REQUIREMENT — Render everything from the line containing "Question: Locate the bus" down to the end of the listing as a Markdown table with columns Index and Content, one numbered row per line, omitting blank lines.

Start of THE DATA

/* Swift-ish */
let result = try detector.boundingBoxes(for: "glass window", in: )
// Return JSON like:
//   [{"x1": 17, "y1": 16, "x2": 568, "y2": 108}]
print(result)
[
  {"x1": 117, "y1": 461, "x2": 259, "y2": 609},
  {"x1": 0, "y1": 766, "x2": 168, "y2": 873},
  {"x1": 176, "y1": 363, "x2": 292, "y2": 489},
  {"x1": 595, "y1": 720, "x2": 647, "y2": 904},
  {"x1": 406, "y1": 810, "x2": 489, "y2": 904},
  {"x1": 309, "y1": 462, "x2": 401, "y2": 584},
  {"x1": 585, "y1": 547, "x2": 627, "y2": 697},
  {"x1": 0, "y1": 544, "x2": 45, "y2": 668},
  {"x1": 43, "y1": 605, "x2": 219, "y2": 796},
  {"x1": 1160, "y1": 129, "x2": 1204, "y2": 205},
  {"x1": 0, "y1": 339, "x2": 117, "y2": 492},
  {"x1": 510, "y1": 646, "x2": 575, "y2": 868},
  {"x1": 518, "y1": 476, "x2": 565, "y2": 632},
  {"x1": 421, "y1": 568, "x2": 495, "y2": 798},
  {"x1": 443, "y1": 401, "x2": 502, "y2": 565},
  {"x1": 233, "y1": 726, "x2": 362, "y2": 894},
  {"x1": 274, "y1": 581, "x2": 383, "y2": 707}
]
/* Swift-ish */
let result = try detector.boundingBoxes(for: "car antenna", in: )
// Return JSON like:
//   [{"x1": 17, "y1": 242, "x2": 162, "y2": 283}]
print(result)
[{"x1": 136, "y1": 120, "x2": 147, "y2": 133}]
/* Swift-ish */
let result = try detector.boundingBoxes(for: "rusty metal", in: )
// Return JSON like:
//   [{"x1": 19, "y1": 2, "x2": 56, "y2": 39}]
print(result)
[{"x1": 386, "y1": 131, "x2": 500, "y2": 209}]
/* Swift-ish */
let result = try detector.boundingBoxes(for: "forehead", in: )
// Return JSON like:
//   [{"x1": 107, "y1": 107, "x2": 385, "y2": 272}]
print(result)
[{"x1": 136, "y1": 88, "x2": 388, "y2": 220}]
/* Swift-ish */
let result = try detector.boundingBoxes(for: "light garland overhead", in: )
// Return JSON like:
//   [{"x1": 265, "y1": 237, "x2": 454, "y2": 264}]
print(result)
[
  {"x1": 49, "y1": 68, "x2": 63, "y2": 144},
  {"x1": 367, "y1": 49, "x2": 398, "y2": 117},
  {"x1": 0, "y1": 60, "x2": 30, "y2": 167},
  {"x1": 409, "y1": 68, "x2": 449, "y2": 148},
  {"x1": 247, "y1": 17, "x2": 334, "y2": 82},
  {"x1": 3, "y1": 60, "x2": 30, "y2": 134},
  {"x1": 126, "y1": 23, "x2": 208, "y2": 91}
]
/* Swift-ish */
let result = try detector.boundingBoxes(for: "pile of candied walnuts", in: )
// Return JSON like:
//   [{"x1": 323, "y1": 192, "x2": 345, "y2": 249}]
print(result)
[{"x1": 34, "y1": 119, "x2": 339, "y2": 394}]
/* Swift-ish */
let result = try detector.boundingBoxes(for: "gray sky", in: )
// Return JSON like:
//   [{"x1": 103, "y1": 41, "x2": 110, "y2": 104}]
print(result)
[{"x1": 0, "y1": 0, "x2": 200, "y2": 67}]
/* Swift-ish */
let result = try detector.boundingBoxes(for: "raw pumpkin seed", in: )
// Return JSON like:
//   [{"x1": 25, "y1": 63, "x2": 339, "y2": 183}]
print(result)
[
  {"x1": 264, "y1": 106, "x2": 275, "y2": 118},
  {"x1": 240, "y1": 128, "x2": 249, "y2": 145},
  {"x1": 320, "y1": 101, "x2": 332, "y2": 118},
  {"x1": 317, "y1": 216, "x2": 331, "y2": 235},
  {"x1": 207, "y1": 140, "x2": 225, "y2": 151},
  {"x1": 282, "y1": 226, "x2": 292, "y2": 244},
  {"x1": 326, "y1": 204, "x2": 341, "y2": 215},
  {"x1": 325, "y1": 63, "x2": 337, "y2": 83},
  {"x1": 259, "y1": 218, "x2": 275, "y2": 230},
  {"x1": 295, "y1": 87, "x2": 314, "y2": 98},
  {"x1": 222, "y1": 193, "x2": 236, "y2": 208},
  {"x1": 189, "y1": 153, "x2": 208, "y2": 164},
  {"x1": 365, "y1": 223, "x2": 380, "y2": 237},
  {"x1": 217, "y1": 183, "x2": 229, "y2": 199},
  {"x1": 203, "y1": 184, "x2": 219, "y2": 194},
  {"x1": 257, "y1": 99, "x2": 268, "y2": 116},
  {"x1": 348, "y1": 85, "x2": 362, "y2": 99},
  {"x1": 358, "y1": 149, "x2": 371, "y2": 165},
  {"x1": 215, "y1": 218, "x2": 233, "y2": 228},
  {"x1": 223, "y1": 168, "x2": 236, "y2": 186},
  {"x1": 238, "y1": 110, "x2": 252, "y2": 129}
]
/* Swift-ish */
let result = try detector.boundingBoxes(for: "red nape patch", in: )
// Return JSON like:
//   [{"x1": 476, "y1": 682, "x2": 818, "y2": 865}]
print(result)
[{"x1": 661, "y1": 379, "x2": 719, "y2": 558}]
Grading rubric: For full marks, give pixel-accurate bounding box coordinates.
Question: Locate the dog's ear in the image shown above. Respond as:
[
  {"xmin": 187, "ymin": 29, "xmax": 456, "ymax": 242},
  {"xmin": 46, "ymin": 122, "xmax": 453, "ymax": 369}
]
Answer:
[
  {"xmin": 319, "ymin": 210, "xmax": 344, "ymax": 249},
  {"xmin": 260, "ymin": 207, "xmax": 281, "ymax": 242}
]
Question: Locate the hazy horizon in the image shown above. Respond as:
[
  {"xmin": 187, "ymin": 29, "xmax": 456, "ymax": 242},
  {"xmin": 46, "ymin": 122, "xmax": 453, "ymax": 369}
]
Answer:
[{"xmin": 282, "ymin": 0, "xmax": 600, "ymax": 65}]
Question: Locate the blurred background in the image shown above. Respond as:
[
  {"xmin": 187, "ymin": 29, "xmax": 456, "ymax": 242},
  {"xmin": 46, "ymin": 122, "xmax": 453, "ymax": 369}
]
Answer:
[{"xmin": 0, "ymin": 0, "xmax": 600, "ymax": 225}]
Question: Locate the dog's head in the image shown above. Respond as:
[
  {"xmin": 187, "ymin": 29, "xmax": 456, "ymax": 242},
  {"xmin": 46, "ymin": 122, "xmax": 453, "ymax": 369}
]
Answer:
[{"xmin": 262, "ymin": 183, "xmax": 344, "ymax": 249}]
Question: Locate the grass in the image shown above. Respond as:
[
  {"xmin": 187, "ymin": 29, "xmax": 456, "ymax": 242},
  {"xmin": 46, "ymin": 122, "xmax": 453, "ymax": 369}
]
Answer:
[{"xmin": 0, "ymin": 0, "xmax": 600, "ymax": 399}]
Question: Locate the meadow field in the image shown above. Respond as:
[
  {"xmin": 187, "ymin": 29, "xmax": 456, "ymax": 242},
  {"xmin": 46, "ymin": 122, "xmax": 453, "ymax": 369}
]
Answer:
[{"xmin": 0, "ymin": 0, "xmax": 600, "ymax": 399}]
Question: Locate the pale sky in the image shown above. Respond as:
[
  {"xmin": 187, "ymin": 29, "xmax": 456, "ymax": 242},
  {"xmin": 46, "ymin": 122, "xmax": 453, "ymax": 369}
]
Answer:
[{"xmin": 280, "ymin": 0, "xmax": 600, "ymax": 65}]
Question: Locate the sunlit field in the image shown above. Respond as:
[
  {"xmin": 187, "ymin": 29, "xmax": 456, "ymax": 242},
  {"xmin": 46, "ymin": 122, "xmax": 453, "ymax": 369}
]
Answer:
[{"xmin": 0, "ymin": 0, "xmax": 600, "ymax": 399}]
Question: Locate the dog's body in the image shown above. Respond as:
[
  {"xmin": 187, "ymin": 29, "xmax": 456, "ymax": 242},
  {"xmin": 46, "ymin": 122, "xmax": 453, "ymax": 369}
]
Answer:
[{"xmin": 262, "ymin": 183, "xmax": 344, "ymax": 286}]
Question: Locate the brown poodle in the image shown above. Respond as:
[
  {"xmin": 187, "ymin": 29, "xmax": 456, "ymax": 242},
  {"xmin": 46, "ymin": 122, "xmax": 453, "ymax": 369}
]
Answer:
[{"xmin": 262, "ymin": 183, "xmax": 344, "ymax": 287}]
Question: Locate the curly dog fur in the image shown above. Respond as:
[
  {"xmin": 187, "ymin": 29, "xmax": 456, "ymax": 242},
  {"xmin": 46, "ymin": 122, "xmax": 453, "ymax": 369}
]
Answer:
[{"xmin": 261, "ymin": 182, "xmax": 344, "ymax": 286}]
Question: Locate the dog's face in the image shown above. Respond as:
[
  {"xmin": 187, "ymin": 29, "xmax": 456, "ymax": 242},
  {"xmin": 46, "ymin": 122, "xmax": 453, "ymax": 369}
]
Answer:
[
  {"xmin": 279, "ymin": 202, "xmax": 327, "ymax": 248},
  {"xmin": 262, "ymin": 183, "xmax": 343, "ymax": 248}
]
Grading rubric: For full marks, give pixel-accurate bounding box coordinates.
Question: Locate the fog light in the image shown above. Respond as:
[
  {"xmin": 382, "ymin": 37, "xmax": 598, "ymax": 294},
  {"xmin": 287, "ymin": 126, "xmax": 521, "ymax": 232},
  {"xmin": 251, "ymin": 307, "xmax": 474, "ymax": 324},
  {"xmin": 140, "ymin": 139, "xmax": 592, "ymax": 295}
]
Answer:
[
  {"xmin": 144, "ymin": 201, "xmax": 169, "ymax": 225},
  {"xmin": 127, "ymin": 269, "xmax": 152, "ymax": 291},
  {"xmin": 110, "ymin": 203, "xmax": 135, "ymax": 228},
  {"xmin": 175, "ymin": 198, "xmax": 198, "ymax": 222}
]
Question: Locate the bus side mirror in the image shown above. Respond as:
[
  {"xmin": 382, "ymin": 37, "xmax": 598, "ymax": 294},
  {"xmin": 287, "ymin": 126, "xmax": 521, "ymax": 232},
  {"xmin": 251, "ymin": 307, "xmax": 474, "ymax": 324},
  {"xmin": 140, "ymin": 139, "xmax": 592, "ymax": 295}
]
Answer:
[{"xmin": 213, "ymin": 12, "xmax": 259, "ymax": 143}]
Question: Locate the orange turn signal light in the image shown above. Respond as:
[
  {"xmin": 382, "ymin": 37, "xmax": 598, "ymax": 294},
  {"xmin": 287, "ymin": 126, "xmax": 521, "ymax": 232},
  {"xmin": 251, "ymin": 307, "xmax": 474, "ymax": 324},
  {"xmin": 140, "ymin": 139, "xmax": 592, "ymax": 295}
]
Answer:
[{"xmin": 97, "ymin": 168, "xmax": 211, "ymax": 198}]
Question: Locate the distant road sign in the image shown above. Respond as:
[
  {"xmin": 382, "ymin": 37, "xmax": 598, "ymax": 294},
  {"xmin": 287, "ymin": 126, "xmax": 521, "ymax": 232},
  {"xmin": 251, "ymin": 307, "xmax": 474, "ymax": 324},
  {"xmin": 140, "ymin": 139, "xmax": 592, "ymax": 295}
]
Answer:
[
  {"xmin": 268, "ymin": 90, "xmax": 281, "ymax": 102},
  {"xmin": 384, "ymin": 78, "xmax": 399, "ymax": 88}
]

End of THE DATA

RESPONSE TO THIS TASK —
| Index | Content |
|---|---|
| 1 | Question: Locate the bus side mirror in the image shown above. Respond as: |
| 2 | [ |
| 3 |   {"xmin": 382, "ymin": 37, "xmax": 598, "ymax": 294}, |
| 4 |   {"xmin": 287, "ymin": 126, "xmax": 521, "ymax": 232}, |
| 5 |   {"xmin": 251, "ymin": 307, "xmax": 474, "ymax": 324}, |
| 6 |   {"xmin": 140, "ymin": 139, "xmax": 592, "ymax": 295} |
| 7 | ] |
| 8 | Answer: |
| 9 | [{"xmin": 213, "ymin": 12, "xmax": 259, "ymax": 143}] |
| 10 | Question: Locate the orange turn signal light in the image shown above. Respond as: |
| 11 | [ |
| 12 |   {"xmin": 382, "ymin": 37, "xmax": 598, "ymax": 294}, |
| 13 |   {"xmin": 287, "ymin": 126, "xmax": 521, "ymax": 232}, |
| 14 |   {"xmin": 251, "ymin": 307, "xmax": 474, "ymax": 324}, |
| 15 |   {"xmin": 140, "ymin": 139, "xmax": 592, "ymax": 295} |
| 16 | ] |
| 17 | Answer: |
| 18 | [{"xmin": 97, "ymin": 168, "xmax": 211, "ymax": 198}] |
| 19 | Question: Locate the distant road sign in the image shown above. Respond as: |
| 20 | [ |
| 21 |   {"xmin": 382, "ymin": 37, "xmax": 598, "ymax": 294}, |
| 22 |   {"xmin": 287, "ymin": 126, "xmax": 521, "ymax": 232}, |
| 23 |   {"xmin": 251, "ymin": 307, "xmax": 474, "ymax": 324}, |
| 24 |   {"xmin": 140, "ymin": 139, "xmax": 592, "ymax": 295} |
| 25 | ] |
| 26 | Answer: |
| 27 | [ |
| 28 |   {"xmin": 268, "ymin": 90, "xmax": 281, "ymax": 102}, |
| 29 |   {"xmin": 384, "ymin": 78, "xmax": 399, "ymax": 88} |
| 30 | ] |